:: PASSAGE ::
Israel certainly qualifies, but the United States Government, which is controlled by the anti-Shia and anti-Iran alliance between Israel’s Government providing the anti-Iran lobbyists and propagandists, and the Saudi Government providing the anti-Iran bribe-money, won’t allow that. Consequently, no matter how violative of the U.N. Charter Israel is, it cannot be expelled.
The United States Government likewise is routinely violating the U.N. Charter and cannot be expelled, because this very Government is on the U.N.’s own Security Council as one of the five permanent members: it would veto its own expulsion.
Consequently, a fatal flaw in the current U.N. Charter is that no vote by the U.N. General Assembly can expel a permanent member of the U.N. Security Council. Nor can they expel any member of the General Assembly that’s backed by one or more members of the permanent Security Council. Until this situation is changed and a stated percentage of the votes from the General Assembly can expel a member from the U.N. General Assembly, there can be no international accountability applied against a member of the U.N. Security Council permanent five nations; and the U.S. Government, being a member of that, will continue to be allowed to do whatever its Saudi and Israeli masters want it to do — thereby protecting both Israel and Saudi Arabia themselves, and giving each of those two masters virtually as much freedom-of-action as the U.S. has; the U.S. Government’s masters buy impunity, indirectly, from their protector.

:: STATED EXERCISE A ::
Which lines of the entries below contain the string "surface"? Copy each such line, treating uppercase and lowercase letters as different.

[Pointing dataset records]
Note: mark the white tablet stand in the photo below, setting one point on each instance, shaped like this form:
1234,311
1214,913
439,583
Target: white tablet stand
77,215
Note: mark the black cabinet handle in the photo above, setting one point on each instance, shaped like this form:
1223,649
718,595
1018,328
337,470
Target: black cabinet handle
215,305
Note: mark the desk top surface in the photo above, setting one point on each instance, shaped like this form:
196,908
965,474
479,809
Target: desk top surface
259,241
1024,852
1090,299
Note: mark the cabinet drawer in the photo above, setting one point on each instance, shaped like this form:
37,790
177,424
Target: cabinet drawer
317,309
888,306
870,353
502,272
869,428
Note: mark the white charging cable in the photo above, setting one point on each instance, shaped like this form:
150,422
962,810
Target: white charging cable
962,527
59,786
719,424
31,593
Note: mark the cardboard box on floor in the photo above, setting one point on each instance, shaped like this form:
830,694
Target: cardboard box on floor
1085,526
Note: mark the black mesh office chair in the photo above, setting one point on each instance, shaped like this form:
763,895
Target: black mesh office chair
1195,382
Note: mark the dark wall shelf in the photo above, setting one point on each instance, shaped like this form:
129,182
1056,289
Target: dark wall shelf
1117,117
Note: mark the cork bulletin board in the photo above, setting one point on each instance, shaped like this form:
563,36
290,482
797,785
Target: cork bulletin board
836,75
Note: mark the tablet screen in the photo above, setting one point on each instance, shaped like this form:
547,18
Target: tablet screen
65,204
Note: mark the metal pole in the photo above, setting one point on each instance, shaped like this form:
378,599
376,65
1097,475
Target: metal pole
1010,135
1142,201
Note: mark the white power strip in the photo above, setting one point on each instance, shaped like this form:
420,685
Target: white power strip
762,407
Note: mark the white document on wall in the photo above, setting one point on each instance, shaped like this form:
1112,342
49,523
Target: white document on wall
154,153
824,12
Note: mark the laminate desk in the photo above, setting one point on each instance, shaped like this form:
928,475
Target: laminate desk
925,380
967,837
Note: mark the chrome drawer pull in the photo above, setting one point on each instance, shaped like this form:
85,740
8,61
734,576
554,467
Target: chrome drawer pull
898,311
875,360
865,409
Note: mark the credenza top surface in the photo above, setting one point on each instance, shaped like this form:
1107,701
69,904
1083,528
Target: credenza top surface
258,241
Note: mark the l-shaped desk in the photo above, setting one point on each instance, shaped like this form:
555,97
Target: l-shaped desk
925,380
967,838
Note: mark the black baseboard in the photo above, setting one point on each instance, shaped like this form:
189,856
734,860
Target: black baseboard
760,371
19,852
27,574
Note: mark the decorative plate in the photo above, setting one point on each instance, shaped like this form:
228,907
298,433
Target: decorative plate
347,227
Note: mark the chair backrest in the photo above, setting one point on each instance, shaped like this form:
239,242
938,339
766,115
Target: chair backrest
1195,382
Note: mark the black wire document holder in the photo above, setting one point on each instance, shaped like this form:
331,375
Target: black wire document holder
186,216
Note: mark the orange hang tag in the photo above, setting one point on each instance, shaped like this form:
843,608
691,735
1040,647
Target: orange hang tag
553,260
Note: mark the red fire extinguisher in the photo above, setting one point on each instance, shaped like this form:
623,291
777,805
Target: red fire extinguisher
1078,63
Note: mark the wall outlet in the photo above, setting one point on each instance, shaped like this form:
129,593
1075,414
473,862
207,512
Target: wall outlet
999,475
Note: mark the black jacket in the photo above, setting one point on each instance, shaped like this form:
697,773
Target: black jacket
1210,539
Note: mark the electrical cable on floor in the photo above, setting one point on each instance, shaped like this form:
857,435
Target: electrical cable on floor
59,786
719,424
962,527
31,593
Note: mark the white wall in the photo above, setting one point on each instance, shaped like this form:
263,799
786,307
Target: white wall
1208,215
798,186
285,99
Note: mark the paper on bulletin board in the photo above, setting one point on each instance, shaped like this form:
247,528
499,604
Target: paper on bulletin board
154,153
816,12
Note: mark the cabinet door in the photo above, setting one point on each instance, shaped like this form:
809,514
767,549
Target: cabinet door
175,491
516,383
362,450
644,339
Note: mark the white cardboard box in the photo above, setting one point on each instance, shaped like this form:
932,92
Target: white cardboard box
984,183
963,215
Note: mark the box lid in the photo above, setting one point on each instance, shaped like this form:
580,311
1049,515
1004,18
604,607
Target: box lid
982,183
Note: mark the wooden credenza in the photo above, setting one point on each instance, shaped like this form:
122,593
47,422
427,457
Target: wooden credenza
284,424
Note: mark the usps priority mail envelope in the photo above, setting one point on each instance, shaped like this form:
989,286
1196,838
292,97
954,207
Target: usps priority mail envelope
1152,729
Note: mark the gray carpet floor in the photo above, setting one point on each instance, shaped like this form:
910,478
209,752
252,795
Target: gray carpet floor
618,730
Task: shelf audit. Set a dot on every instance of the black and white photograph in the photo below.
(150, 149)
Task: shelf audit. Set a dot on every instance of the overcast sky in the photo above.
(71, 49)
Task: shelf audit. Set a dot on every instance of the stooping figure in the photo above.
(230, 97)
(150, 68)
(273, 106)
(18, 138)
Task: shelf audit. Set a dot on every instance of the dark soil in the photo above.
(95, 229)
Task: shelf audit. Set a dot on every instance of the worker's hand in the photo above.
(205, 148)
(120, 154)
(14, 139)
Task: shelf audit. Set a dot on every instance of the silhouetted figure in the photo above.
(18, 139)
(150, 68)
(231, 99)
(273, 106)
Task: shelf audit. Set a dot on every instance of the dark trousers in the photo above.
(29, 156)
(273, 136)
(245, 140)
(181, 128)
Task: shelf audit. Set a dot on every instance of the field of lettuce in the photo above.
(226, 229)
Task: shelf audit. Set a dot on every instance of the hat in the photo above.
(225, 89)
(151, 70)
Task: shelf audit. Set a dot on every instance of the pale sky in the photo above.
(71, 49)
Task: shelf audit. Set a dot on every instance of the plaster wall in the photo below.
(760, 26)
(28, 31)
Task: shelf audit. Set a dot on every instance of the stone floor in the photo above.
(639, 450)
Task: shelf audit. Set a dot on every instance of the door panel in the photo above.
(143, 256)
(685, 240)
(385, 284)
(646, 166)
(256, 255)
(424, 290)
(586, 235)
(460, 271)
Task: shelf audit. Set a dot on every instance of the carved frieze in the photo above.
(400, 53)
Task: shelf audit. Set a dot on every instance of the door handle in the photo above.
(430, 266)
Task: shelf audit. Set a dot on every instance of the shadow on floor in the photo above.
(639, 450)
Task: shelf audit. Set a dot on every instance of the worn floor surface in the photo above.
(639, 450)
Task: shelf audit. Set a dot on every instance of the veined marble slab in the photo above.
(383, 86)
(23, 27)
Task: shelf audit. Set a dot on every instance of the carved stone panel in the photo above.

:: STATED EXERCISE B ::
Which governments does the passage on the U.N. Charter name?

:: CORRECT RESPONSE A ::
Note: mark the desk top surface in the photo above, setting one point on each instance, shaped like this form:
Target: desk top surface
Note: mark the credenza top surface in the photo above, setting one point on each instance, shaped like this form:
Target: credenza top surface
Task: shelf audit. Set a dot on every instance of the worn floor surface in the photo above.

:: CORRECT RESPONSE B ::
The United States Government, Israel's Government, the Saudi Government